- Exercise task: Reproduce the records from the line containing "Identify the position of each instance of the sunset" through the end of the records, inclusive, keeping every line including the requests. Multiply each coordinate in the answers by 1.05, rounding to whole numbers with halves rounded up.

(Items from a data source)
+++++

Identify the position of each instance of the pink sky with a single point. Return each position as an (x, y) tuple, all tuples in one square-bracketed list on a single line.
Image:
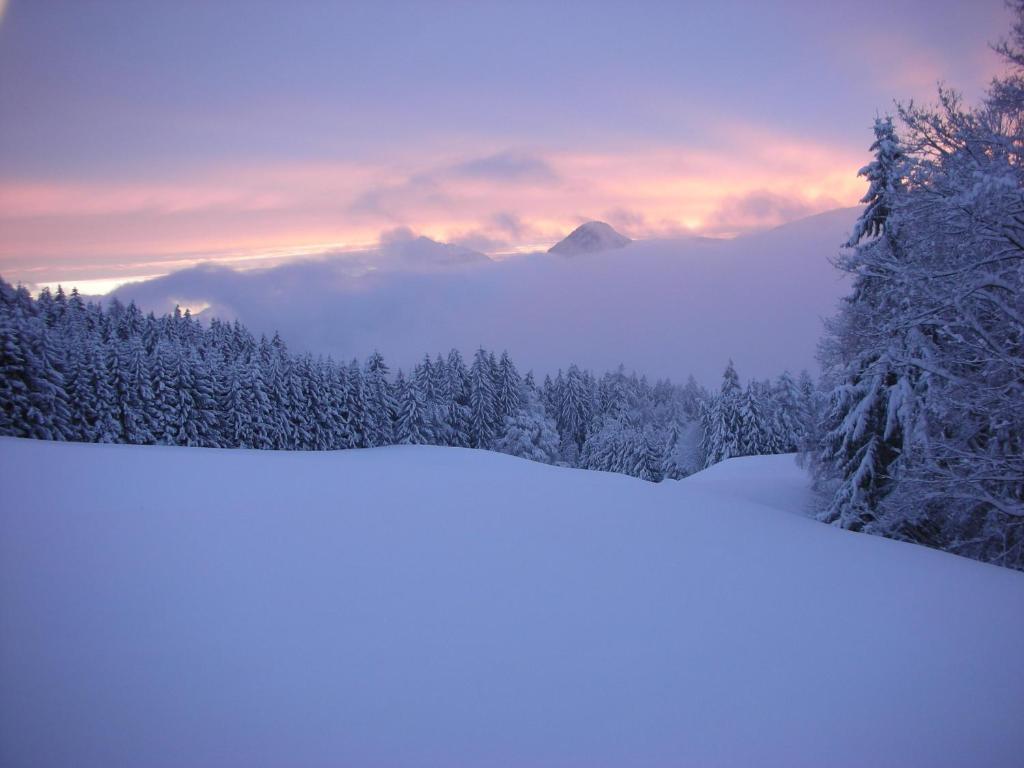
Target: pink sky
[(142, 137)]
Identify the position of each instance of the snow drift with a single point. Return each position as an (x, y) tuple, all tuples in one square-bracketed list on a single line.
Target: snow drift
[(442, 606)]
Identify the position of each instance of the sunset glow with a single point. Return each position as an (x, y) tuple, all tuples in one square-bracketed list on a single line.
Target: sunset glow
[(260, 162)]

+++++

- Correct result:
Identify the position of each instance of the sunset glow with a single point. Return each position as an (x, y) tuple, all tuples in one square-bracketed list on a single line.
Target: sunset glow
[(273, 170)]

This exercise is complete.